- _EXERCISES_
- a) Quote the KNN features assignment in full, word for word.
- b) Put the lines of the listing from its first line through the line holding "[224,216,292,329]", inclusive, into a JSON list of strings with one string per line, leaving out blank lines. Include no other lines.

- _GIVEN TEXT_
┌──
# The task

In this assignment you will need to implement features, based on nearest neighbours. 

KNN classifier (regressor) is a very powerful model, when the features are homogeneous and it is a very common practice to use KNN as first level model. In this homework we will extend KNN model and compute more features, based on nearest neighbors and their distances. 

You will need to implement a number of features, that were one of the key features, that leaded the instructors to prizes in [Otto](https://www.kaggle.com/c/otto-group-product-classification-challenge) and [Springleaf](https://www.kaggle.com/c/springleaf-marketing-response) competitions. Of course, the list of features you will need to implement can be extended, in fact in competitions the list was at least 3 times larger. So when solving a real competition do not hesitate to make up your own features.   

You can optionally implement multicore feature computation.

# Check your versions

In [1]:
import numpy as np
import pandas as pd 
import sklearn
import scipy.sparse 

for p in [np, pd, sklearn, scipy]:
    print (p.__name__, p.__version__)

numpy 1.13.1
pandas 0.20.3
sklearn 0.19.0
scipy 0.19.1


The versions should be not less than:

    numpy 1.13.1
    pandas 0.20.3
    sklearn 0.19.0
    scipy 0.19.1
   
**IMPORTANT!** The results with `scipy=1.0.0` will be different! Make sure you use _exactly_ version `0.19.1`.

# Load data

Learn features and labels. These features are actually OOF predictions of linear models.

In [2]:
train_path = '../readonly/KNN_features_data/X.npz'
train_labels = '../readonly/KNN_features_data/Y.npy'

test_path = '../readonly/KNN_features_data/X_test.npz'
test_labels = '../readonly/KNN_features_data/Y_test.npy'

# Train data
X = scipy.sparse.load_npz(train_path)
└──
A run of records
┌──
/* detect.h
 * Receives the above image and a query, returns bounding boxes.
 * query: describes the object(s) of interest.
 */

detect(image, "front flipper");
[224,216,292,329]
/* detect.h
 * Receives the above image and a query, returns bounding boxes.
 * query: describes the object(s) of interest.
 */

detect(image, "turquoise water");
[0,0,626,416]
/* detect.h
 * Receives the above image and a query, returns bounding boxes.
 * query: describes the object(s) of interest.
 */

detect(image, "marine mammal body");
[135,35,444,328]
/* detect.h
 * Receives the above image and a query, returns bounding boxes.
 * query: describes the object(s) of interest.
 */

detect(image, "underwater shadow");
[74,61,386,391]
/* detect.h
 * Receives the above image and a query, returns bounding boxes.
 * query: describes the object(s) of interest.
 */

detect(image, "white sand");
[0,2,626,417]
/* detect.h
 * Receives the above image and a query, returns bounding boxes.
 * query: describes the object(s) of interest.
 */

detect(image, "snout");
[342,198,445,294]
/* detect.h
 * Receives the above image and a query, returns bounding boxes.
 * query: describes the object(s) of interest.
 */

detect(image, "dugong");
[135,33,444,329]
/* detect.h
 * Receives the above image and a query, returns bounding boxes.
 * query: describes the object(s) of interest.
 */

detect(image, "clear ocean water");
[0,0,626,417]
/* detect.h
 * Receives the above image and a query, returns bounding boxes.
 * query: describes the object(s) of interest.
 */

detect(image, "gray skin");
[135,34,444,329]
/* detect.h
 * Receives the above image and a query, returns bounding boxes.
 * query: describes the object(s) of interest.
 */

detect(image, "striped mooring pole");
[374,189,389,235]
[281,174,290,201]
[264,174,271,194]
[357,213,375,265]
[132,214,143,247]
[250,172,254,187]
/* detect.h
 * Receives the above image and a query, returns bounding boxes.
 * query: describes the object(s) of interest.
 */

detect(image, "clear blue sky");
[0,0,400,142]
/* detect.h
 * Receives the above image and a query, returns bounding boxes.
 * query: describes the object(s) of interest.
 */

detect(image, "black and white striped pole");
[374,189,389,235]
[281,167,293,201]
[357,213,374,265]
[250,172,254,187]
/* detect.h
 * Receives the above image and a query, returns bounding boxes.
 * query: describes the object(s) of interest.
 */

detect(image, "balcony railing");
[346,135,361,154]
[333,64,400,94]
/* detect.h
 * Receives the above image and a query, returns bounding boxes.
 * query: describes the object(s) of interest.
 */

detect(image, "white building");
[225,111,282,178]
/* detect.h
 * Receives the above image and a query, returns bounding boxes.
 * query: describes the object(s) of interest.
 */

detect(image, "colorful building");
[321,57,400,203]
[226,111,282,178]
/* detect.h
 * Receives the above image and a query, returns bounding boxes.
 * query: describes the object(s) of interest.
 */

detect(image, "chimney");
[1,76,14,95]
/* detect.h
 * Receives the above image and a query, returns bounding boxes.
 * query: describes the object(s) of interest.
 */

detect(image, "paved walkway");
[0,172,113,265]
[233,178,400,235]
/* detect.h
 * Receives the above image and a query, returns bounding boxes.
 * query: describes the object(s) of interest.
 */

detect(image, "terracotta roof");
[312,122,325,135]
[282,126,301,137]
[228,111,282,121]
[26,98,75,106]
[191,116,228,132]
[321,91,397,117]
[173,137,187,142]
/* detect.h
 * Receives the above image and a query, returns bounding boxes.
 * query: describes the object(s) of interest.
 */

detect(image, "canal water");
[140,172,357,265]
└──
- _RESPONSE LIST_
- a)
# The task

In this assignment you will need to implement features, based on nearest neighbours. 

KNN classifier (regressor) is a very powerful model, when the features are homogeneous and it is a very common practice to use KNN as first level model. In this homework we will extend KNN model and compute more features, based on nearest neighbors and their distances. 

You will need to implement a number of features, that were one of the key features, that leaded the instructors to prizes in [Otto](https://www.kaggle.com/c/otto-group-product-classification-challenge) and [Springleaf](https://www.kaggle.com/c/springleaf-marketing-response) competitions. Of course, the list of features you will need to implement can be extended, in fact in competitions the list was at least 3 times larger. So when solving a real competition do not hesitate to make up your own features.   

You can optionally implement multicore feature computation.

# Check your versions

In [1]:
import numpy as np
import pandas as pd 
import sklearn
import scipy.sparse 

for p in [np, pd, sklearn, scipy]:
    print (p.__name__, p.__version__)

numpy 1.13.1
pandas 0.20.3
sklearn 0.19.0
scipy 0.19.1


The versions should be not less than:

    numpy 1.13.1
    pandas 0.20.3
    sklearn 0.19.0
    scipy 0.19.1
   
**IMPORTANT!** The results with `scipy=1.0.0` will be different! Make sure you use _exactly_ version `0.19.1`.

# Load data

Learn features and labels. These features are actually OOF predictions of linear models.

In [2]:
train_path = '../readonly/KNN_features_data/X.npz'
train_labels = '../readonly/KNN_features_data/Y.npy'

test_path = '../readonly/KNN_features_data/X_test.npz'
test_labels = '../readonly/KNN_features_data/Y_test.npy'

# Train data
X = scipy.sparse.load_npz(train_path)

- b)
[
  "/* detect.h",
  " * Receives the above image and a query, returns bounding boxes.",
  " * query: describes the object(s) of interest.",
  " */",
  "detect(image, \"front flipper\");",
  "[224,216,292,329]"
]